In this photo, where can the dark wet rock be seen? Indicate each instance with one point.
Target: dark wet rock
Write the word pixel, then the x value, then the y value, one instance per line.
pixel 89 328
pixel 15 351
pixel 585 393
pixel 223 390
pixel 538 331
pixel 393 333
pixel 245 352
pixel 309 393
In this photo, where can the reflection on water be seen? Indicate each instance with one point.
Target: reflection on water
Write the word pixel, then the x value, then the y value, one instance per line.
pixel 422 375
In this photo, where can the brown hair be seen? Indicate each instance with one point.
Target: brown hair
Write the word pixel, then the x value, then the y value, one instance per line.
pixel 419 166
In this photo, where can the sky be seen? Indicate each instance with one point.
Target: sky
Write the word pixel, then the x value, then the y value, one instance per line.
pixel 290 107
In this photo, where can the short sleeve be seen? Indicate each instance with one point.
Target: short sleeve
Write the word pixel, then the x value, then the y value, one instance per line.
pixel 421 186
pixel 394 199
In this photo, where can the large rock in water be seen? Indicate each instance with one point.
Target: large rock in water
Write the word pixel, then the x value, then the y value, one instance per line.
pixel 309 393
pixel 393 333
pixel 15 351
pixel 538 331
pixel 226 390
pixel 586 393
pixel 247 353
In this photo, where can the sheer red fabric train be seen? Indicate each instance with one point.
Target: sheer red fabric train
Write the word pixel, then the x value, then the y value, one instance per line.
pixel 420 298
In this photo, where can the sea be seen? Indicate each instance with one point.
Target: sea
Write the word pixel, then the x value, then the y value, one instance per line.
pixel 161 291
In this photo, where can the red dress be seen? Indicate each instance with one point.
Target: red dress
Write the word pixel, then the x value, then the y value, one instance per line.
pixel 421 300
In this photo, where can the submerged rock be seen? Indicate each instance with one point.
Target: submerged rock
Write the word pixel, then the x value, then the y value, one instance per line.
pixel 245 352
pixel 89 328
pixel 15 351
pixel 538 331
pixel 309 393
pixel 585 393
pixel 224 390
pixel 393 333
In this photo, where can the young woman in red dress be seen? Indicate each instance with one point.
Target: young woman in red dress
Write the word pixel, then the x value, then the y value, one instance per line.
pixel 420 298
-------------------------
* TASK DIRECTIONS
Reproduce word for word the stretch of material above, from its opening line through the line that contains "pixel 419 166".

* CORRECT RESULT
In this photo, where can the dark wet rock be seen? Indicate each instance with one point.
Target: dark wet rock
Write the word pixel, then the x value, then the y value, one instance per line.
pixel 89 328
pixel 15 351
pixel 585 393
pixel 223 390
pixel 538 331
pixel 393 333
pixel 245 352
pixel 309 393
In this photo, where can the reflection on water be seen? Indicate each instance with one point.
Target: reflection on water
Write the word pixel, then the x value, then the y value, one instance per line.
pixel 422 375
In this photo, where can the brown hair be seen? Indicate each instance with one point.
Target: brown hair
Write the word pixel, then the x value, then the y value, one instance per line.
pixel 419 166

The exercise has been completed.